Rows from a segmentation dataset

********

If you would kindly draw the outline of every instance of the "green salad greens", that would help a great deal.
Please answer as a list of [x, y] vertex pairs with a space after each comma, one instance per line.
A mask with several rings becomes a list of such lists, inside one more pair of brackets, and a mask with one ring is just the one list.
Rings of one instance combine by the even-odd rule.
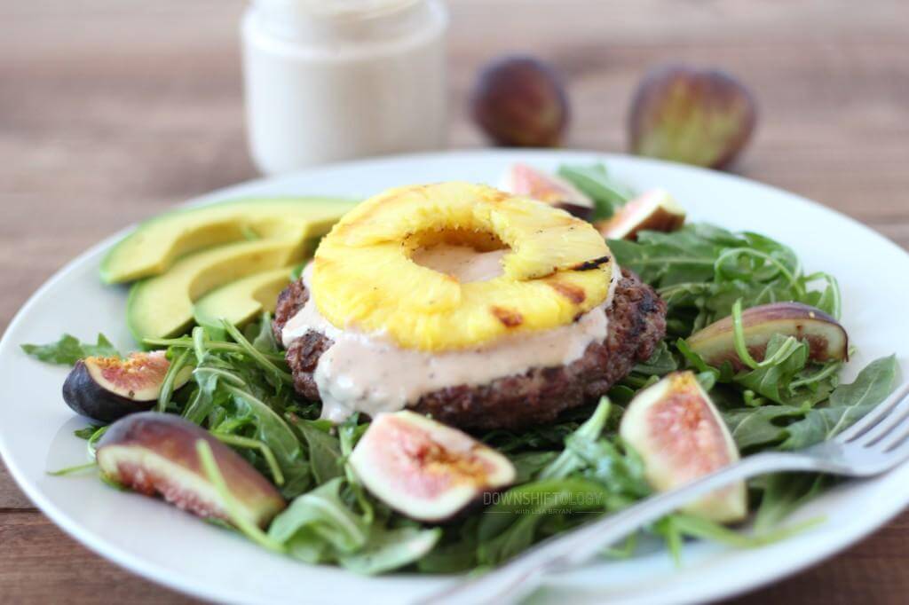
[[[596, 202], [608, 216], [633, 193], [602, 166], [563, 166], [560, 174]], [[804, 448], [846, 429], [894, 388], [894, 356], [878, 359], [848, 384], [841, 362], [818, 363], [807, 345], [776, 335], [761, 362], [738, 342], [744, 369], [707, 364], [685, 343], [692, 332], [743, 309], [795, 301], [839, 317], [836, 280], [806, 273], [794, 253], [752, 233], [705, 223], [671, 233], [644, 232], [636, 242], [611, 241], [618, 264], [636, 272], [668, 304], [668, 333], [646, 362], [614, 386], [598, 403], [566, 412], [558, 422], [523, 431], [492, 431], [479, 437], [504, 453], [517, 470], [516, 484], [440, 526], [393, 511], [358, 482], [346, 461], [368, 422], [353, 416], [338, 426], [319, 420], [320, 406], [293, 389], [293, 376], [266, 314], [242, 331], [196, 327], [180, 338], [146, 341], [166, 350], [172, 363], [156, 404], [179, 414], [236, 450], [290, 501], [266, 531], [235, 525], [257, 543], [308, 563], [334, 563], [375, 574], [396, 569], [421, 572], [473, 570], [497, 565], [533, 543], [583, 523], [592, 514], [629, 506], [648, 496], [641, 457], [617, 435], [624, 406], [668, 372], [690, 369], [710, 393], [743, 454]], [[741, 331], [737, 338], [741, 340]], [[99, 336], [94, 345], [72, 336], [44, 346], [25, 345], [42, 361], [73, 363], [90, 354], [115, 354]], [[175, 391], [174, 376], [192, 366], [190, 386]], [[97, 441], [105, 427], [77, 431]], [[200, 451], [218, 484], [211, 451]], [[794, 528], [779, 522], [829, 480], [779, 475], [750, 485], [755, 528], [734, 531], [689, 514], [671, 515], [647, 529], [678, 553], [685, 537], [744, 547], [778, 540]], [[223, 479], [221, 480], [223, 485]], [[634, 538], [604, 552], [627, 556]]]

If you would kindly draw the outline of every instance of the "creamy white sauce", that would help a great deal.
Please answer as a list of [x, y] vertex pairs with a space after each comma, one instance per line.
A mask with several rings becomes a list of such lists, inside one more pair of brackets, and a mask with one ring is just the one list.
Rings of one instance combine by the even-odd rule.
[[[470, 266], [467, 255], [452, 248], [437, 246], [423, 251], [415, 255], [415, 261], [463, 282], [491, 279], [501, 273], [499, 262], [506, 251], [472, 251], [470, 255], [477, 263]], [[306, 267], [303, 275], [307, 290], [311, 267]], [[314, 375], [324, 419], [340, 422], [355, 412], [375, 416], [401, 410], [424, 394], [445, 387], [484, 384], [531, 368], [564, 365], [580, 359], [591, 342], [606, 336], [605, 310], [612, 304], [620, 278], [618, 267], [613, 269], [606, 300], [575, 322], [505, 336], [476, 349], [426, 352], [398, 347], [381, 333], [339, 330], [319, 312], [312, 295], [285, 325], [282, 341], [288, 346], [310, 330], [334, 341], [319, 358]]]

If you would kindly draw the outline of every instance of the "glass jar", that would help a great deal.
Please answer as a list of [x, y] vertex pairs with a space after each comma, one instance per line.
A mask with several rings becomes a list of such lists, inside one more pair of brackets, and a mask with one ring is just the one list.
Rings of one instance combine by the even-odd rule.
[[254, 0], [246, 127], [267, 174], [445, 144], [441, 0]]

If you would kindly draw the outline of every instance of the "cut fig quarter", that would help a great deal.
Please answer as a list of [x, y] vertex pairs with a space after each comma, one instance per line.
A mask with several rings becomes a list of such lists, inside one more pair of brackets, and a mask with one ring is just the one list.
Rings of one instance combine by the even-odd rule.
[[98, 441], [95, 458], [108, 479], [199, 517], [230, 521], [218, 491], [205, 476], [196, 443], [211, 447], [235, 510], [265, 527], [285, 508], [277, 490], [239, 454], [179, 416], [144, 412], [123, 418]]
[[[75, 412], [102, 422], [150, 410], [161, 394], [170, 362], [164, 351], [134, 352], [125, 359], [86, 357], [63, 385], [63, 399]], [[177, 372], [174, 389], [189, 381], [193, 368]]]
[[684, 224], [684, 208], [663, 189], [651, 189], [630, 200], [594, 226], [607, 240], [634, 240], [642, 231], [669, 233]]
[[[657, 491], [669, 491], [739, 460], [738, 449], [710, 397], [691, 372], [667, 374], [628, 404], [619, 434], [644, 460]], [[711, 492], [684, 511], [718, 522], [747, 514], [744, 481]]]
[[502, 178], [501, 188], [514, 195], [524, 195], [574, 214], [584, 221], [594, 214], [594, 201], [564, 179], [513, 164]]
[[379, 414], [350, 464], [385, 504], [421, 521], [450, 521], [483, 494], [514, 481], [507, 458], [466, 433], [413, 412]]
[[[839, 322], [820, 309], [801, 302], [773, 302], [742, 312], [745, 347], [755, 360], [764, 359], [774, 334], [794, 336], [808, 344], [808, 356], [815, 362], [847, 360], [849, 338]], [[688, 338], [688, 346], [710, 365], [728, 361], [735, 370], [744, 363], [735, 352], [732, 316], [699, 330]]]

********

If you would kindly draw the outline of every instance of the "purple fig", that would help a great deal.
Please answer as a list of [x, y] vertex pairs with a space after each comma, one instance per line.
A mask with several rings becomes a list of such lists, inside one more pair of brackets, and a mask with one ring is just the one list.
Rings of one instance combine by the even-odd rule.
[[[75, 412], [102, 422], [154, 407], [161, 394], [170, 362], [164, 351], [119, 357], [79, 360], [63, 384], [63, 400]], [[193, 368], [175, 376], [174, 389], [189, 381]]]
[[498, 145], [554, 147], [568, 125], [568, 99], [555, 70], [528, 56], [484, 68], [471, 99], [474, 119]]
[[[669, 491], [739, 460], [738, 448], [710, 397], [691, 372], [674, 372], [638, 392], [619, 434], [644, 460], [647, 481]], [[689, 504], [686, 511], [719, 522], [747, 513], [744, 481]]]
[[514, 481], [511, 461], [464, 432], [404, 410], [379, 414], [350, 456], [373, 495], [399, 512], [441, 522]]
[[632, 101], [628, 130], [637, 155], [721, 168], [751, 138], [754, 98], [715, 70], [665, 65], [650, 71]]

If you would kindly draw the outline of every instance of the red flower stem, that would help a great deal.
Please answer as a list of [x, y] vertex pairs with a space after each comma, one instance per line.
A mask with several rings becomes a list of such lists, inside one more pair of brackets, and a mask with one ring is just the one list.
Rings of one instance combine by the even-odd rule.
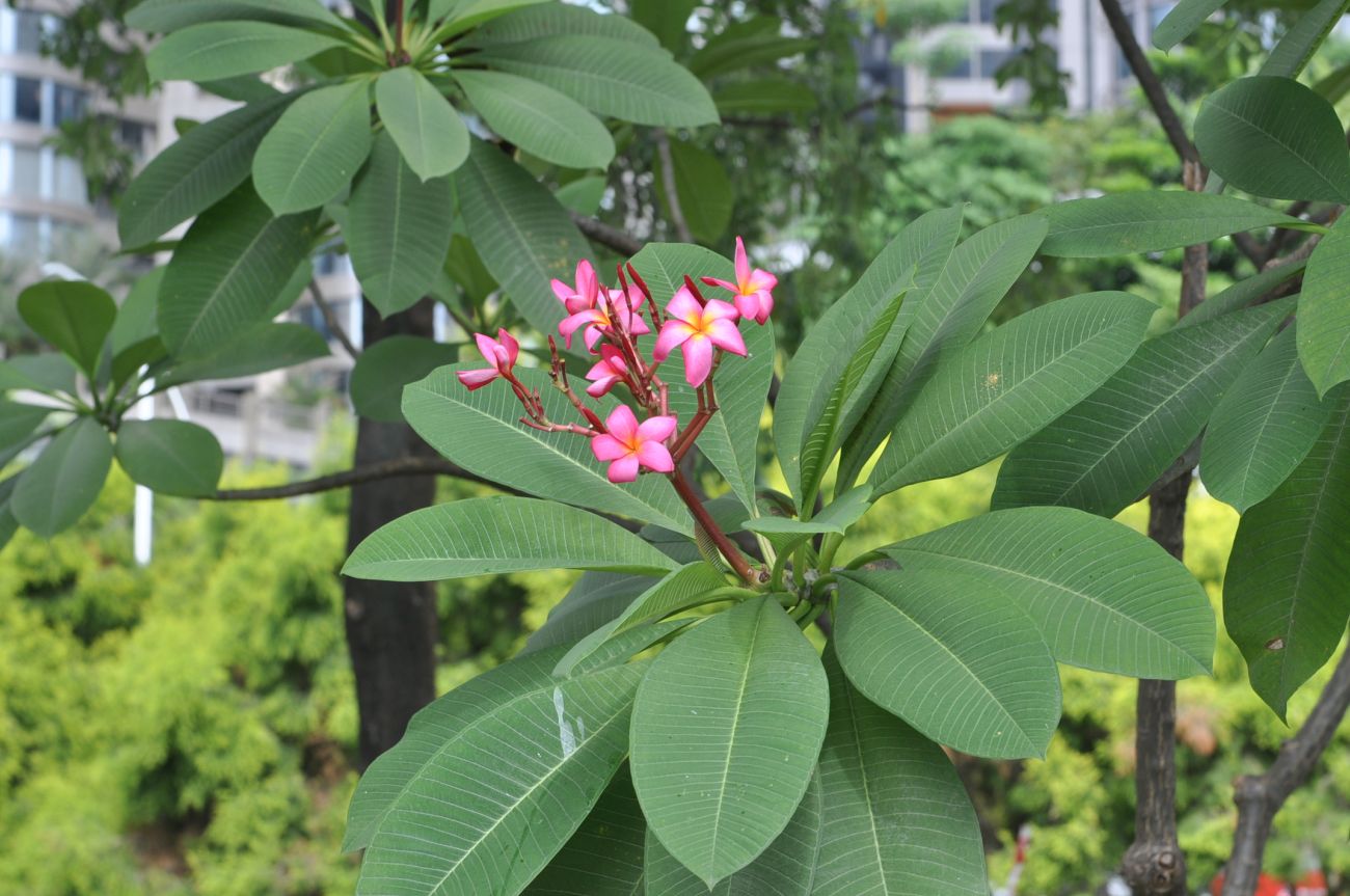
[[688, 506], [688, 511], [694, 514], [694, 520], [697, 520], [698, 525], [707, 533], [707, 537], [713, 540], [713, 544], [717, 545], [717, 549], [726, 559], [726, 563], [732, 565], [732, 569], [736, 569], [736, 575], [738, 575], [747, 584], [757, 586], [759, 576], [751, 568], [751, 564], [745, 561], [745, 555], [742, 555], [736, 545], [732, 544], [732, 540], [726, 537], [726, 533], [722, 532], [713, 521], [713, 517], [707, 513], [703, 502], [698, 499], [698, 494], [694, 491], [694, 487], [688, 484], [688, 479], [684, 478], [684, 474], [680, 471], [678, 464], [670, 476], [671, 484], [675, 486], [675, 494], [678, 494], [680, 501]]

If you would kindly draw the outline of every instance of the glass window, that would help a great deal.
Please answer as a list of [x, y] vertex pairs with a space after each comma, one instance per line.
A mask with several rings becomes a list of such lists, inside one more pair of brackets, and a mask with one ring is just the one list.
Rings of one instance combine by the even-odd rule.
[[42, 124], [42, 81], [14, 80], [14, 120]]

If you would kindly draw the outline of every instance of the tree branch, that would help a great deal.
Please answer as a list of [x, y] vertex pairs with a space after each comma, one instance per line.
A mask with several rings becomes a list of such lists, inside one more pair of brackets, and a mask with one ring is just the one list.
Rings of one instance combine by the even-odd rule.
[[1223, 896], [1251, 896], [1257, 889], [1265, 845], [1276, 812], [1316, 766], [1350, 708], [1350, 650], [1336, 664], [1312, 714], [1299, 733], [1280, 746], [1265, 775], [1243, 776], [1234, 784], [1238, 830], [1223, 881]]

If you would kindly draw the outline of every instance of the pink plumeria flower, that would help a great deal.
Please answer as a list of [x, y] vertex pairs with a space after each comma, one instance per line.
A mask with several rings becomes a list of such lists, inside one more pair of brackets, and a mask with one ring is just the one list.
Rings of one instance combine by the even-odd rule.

********

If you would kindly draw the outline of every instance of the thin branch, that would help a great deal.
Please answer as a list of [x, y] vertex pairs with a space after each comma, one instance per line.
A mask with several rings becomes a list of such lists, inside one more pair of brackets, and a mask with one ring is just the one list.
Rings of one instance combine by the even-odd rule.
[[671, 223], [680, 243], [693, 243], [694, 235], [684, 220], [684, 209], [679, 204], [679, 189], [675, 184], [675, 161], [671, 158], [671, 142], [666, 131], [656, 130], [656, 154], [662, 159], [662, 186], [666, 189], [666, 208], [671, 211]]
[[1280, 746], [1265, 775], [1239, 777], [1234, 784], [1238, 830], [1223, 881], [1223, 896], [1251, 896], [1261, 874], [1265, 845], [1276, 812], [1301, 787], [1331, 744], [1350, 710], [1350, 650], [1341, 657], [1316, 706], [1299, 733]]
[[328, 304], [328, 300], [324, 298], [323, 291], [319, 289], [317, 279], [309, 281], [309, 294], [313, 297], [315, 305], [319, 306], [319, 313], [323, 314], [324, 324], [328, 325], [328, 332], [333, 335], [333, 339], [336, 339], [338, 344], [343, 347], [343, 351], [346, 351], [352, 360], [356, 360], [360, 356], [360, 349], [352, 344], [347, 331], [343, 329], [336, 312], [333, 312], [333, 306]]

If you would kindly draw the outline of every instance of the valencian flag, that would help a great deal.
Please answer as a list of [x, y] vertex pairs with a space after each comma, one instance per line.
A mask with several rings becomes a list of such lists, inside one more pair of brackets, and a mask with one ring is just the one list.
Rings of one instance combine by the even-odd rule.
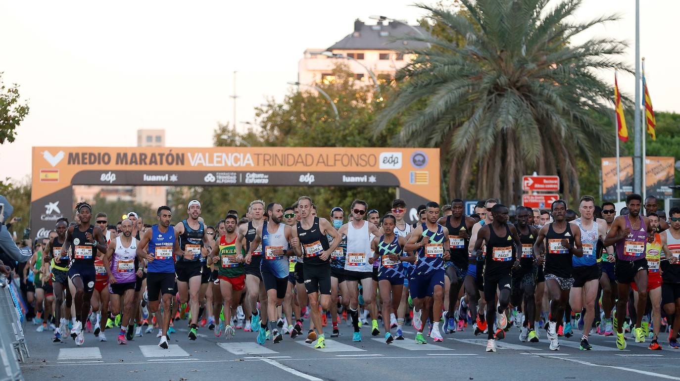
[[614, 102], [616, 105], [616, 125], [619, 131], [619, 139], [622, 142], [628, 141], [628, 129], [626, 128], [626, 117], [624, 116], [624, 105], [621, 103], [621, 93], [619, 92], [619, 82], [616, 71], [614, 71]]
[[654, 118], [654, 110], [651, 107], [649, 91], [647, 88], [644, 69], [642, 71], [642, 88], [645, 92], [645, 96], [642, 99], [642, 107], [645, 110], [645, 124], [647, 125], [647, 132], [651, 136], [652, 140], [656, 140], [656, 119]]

********

**Your goal**.
Can you copy out, word for word, everything from the line containing "stem, that would help a great deal." down to the line containing "[[42, 124], [42, 81], [14, 80], [14, 120]]", with both of those lines included and the pictures left out?

**Task answer**.
If you would kindly draw the outline of every instance of the red flower stem, that would help a great deal.
Please answer as a list of [x, y] vertex pairs with a space after each comma, one instance per line.
A mask with several rings becomes a list of such lists, inside one more pair of brackets, and a mask with one ring is just the one list.
Rings of one instance combine by the even-odd rule.
[[688, 506], [688, 511], [694, 514], [694, 520], [697, 520], [698, 525], [707, 533], [707, 537], [713, 540], [713, 544], [717, 545], [717, 549], [726, 559], [726, 563], [732, 565], [732, 569], [736, 569], [736, 575], [738, 575], [747, 584], [757, 586], [759, 576], [751, 568], [751, 564], [745, 561], [745, 555], [742, 555], [736, 545], [732, 544], [732, 540], [726, 537], [726, 533], [722, 532], [713, 521], [713, 517], [707, 513], [703, 502], [698, 499], [698, 494], [694, 491], [694, 487], [688, 484], [688, 479], [684, 478], [684, 474], [680, 471], [678, 464], [670, 476], [671, 484], [675, 486], [675, 494], [678, 494], [680, 501]]

If you would kindly draw the outline of every instance of the glass window, that would help a great deal.
Please answer as a list of [x, y] vertex pairs with a space after each comma, one instance per line.
A mask with several rings becomes a list of such lists, inside one more pair of brackets, and a mask with one ring is just the one list.
Rings of one instance combine by the even-odd rule.
[[42, 124], [42, 81], [14, 80], [14, 120]]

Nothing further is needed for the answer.